Cuestiones de doblaje

Voy camino del cine, ilusionado como un niño pequeño, para ver Toy Story 3 -mañana les cuento-. Pero antes de salir he leído la confirmación de un temor que venía arrastrando desde que vi el primer tráiler de la película. Aquél vídeo -en inglés, claro- anunciaba que Buzz iba a hablar en español en una buena parte de la película, después de que Woody y el resto de sus compinches le gasten una broma. ¿Qué harán en España? Pensé entonces. Me imaginé que le pondrían a chapurrear inglés o italiano, que son las elecciones típicas. Pero no, amigos. Vaya sorpresa: Buzz Lightyear habla en ‘andaluz’, si es que eso existe.

A riesgo de saltarme el eje, vamos a hablar de política. Pese a que, supongo, el film de Pixar habrá quedado estupendo con la voz de Diego ‘El Cigala’ -el doblador de Buzz al ‘andalú’-, me gustaría hacer una reflexión en voz alta de esta irrisoria moda del idioma propio. Allá va: siento ser yo el que lo diga pero, andaluces, no tenemos un idioma propio. Hablamos español. Castellano, si gustan. Con ciertos acordes, entonaciones y muletillas, pero con la misma composición.

El domingo por la tarde me puse a zapear por nuestra flamante TDT y, con dolor, me paré en Canal Sur. Estaban emitiendo unos dibujos animados de unos jóvenes que tienen magias y luchan contra demonios… o yo qué sé. El caso es que el doblaje era especialmente llamativo: hablaban en andaluz. “Vamoh pahlláh”, “ereh mú malo”, “cuidao con lo que desís”, y frases del estilo. Tal cual.

Puedo entender que el político y la política de turno hayan pensado que en la televisión de Andalucía se tiene que hablar con acento andaluz. Incluso, que crean que los niños se emocionan más si sus héroes hablan con acento de Triana. Pero entiendan ustedes, líderes del gobierno, que me parezca una soberana chorrada. Perdonen mi ignorancia y, por tanto, mi atrevimiento: ¿Por qué es tan importante diferenciarnos del resto de españoles? ¿Por qué luego nos extrañamos de que los alumnos andaluces cometan tantas faltas de ortografía?

Bah, dihculpehn uhtedeh, que a veseh me dah la chalaura.

Toy Story, lugar común

Lo que nos conmueve de Toy Story es que bebe de un lugar común. Un recuerdo tan válido y emocionante para un niño como para un adulto. Los juguetes son nuestro primer ejercicio de imaginación, la primera página a un reino sin fronteras ni imposibles que, poco a poco, vamos relegando a un lamentable segundo plano del día a día.

Listado proporcionado |
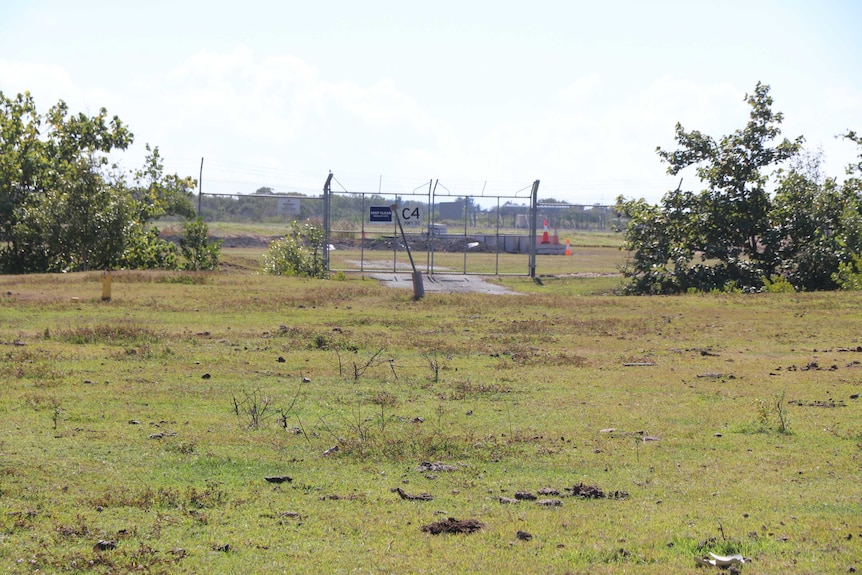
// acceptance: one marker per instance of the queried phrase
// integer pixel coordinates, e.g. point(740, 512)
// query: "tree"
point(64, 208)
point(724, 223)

...

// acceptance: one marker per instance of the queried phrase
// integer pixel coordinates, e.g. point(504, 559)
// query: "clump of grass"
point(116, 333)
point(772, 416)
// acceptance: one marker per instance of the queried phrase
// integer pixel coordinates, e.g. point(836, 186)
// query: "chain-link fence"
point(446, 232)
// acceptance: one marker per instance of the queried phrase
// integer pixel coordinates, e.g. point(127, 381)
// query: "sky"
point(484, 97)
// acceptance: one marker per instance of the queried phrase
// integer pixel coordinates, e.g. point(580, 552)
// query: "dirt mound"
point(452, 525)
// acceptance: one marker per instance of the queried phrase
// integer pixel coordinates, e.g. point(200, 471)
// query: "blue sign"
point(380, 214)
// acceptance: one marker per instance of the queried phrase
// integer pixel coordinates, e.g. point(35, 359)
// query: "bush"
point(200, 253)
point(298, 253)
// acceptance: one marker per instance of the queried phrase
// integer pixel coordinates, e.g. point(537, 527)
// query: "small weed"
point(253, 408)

...

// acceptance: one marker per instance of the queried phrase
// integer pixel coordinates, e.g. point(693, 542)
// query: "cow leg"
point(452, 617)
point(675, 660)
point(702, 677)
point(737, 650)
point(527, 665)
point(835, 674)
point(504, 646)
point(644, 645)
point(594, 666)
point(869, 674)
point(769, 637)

Ejercicios propuestos |
a: En el texto sobre el doblaje de Toy Story 3, ¿quién pone la voz a Buzz en andaluz?
b: Filtra el listado y copia cada línea que contenga la cadena "query".
El texto y el listado no tienen relación entre sí.

Soluciones por ejercicio |
a: Diego ‘El Cigala’.

b:
// query: "tree"
// query: "clump of grass"
// query: "chain-link fence"
// query: "sky"
// query: "dirt mound"
// query: "blue sign"
// query: "bush"
// query: "small weed"
// query: "cow leg"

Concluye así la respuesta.